**Location labeling records**
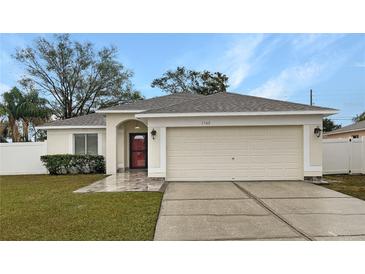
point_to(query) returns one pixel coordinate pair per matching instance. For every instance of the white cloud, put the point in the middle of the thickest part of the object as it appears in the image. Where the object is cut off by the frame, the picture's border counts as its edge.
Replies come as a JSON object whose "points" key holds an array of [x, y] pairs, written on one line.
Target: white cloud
{"points": [[360, 65], [290, 80], [4, 88], [237, 62]]}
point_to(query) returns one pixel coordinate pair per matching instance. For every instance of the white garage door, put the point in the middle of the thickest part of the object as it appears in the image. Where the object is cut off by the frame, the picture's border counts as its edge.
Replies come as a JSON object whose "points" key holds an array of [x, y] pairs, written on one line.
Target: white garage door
{"points": [[234, 153]]}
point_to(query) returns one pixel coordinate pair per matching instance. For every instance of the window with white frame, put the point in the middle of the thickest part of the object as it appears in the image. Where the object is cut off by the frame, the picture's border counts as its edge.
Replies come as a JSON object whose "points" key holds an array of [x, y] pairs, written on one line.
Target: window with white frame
{"points": [[86, 144]]}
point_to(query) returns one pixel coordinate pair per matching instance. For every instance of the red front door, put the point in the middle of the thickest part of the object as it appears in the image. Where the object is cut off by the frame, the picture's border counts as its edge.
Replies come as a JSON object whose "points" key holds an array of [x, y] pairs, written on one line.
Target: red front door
{"points": [[138, 150]]}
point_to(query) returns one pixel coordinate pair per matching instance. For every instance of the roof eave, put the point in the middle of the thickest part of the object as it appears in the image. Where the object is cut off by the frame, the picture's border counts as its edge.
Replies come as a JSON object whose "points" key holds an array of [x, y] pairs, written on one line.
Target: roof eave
{"points": [[341, 132], [119, 111], [261, 113]]}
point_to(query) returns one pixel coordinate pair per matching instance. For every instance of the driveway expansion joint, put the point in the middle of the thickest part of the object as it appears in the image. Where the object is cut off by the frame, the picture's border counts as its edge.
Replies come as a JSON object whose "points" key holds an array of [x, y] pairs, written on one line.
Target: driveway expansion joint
{"points": [[262, 203]]}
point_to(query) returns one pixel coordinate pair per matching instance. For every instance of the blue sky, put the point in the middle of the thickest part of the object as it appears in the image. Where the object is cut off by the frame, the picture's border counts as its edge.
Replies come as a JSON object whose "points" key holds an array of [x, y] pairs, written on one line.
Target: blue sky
{"points": [[280, 66]]}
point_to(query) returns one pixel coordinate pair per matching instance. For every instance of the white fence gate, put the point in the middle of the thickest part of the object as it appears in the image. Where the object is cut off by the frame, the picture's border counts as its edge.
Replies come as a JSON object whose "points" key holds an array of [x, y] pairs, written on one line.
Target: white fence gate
{"points": [[344, 156], [22, 158]]}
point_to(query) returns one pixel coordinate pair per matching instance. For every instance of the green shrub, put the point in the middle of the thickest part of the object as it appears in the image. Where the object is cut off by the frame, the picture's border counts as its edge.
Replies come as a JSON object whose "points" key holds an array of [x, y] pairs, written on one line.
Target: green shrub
{"points": [[73, 164]]}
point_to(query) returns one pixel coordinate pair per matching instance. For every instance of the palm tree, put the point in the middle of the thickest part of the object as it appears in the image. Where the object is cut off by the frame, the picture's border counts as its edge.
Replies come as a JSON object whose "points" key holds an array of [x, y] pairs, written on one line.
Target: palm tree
{"points": [[359, 117], [10, 107], [27, 109], [34, 111], [4, 131]]}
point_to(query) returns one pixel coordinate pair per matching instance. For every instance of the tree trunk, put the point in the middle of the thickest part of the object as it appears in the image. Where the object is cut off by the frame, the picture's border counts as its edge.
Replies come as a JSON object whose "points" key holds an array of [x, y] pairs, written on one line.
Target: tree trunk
{"points": [[15, 136], [25, 130]]}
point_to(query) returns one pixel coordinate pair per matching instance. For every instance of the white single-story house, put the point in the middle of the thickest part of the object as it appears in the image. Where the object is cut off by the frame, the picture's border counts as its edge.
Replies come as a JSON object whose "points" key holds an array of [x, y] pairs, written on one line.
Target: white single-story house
{"points": [[189, 137], [354, 131]]}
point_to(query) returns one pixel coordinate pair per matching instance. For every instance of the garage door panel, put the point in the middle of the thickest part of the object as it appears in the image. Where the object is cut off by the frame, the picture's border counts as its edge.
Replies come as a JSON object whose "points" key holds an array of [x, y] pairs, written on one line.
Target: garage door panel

**WHAT IS NEEDED**
Make an exact copy of every entry above, minus the images.

**OUTPUT OF THE EXERCISE**
point_to(query) returns one pixel coordinate pair per matching instance. For every instance of the white cloud, put the point in the middle of the thickest part of the object as it appears in the image. Where the object is cut off by the frame, the picture's border counts as its edge.
Replies come as a JSON object whose "points" key holds an array of [x, y] pairs, written on one line.
Target: white cloud
{"points": [[360, 65], [290, 80], [4, 88], [237, 62]]}
point_to(query) returns one pixel coordinate pair per matching instance. For every instance of the white garage door, put the point in the middle of the thickest part of the object as it appears in the image. Where the object is cut off by the frame, the picture's border counts as its edge.
Replies come as a JSON object whose "points" key holds an array of [x, y] pairs, written on one line.
Target: white garage door
{"points": [[234, 153]]}
point_to(query) returns one pixel coordinate pair per matching instance. For every instance of the window with white frame, put the point in the middle of the thickest part of the object as it appears in the image. Where the object is cut off by the frame, the picture's border counts as its edge.
Replies come as a JSON object whose "points" key holds an array of [x, y] pairs, written on one line.
Target: window with white frame
{"points": [[86, 144]]}
point_to(query) returns one pixel coordinate pair per matching instance. For every instance of the red front door, put the point in the middle of the thickest part of the object as it appears in the image. Where the object is cut off by the frame, the picture's border counts as its edge.
Replies come as a JSON object whose "points" key holds an array of [x, y] pairs, written on one line.
Target: red front door
{"points": [[138, 150]]}
point_to(query) returns one pixel coordinate pair per matching instance. For every instance of the roof eave, put the point in the middle of the thickest part of the object as it appears in the image. Where the object is cut off by the frame, the picture's border counts as its edge.
Replies come as a JSON object whose "points" key holds an array of [x, y] pairs, written on one line.
Target: roof eave
{"points": [[341, 132], [119, 111], [261, 113]]}
point_to(query) returns one pixel coordinate pair per matching instance. For every instance of the driveway expansion joint, put the point in the middle of the thickest part of the object as it appears in the image. Where the object is cut off by the frame, the picture's border counts as its edge.
Replies come as a JSON object whose "points" key holds an array of [x, y] pairs, written on one line.
Target: driveway expansion joint
{"points": [[262, 203]]}
point_to(query) returns one pixel coordinate pair per matching instance. For every instance of the blue sky, put the point in the middle of the thickest part of the object as it appears in the image. Where the object is cut off by the frame, the picture's border counts as its edge.
Replies come as a JSON object whose "points" key holds an array of [x, y] pairs, written on one line.
Target: blue sky
{"points": [[280, 66]]}
point_to(query) returns one pixel coordinate pair per matching instance. For every instance of the white fence gate, put the point in the middle of the thickest part of the object as it appears in the image. Where the object is cut off by the frame, the picture's border counts as its edge.
Replies come as a JSON object whose "points" key holds an array of [x, y] pairs, written on one line.
Target: white fence gate
{"points": [[344, 156], [22, 158]]}
point_to(query) returns one pixel coordinate pair per matching instance. For every instance of the green shrub, put the point in the middle of the thickest part of the object as it appears in the image. Where the object is cut off by the frame, the picture's border counts as its edge.
Replies come as a JSON object whose "points" key holds an array of [x, y] pairs, written on one line.
Target: green shrub
{"points": [[73, 164]]}
point_to(query) returns one pixel coordinate pair per matching instance. For every instance of the palm tree, put the point in the middle of the thickest part of the object as it appears in the image. Where the object is cut off by the frame, the picture's border counts as its edge.
Replies come as a JSON object whose "points" key holds an array of [x, y] pairs, written on one line.
Target: palm tree
{"points": [[359, 117], [10, 107], [27, 109], [34, 111], [4, 131]]}
point_to(query) returns one pixel coordinate pair per matching instance. For every instance of the tree trunk, put the point in the middle of the thickest part of the object as it appears in the image. Where the object is cut off by the frame, the picture's border counts as its edge.
Replies come as a JSON object whose "points" key holds an array of [x, y] pairs, written on one line.
Target: tree trunk
{"points": [[15, 136], [25, 130]]}
point_to(query) returns one pixel coordinate pair per matching instance. For every instance of the white single-story house, put the point in the middle of the thickest part of the object as it appears in the image. Where the object is cut off by the frame, the picture's border counts as its edge.
Replies come as a JSON object whose "points" key holds an array of [x, y] pairs, written on one line.
Target: white single-story house
{"points": [[189, 137], [354, 131]]}
point_to(query) returns one pixel coordinate pair per matching instance. For every instance of the garage door panel, put the point in the middle of the thickest part of the object as it appears in the image. Where the object is cut off by the frame, the picture's border counts as its edge.
Replies come as a JSON object whose "points" key holds an array of [x, y] pairs, written on one line.
Target: garage door panel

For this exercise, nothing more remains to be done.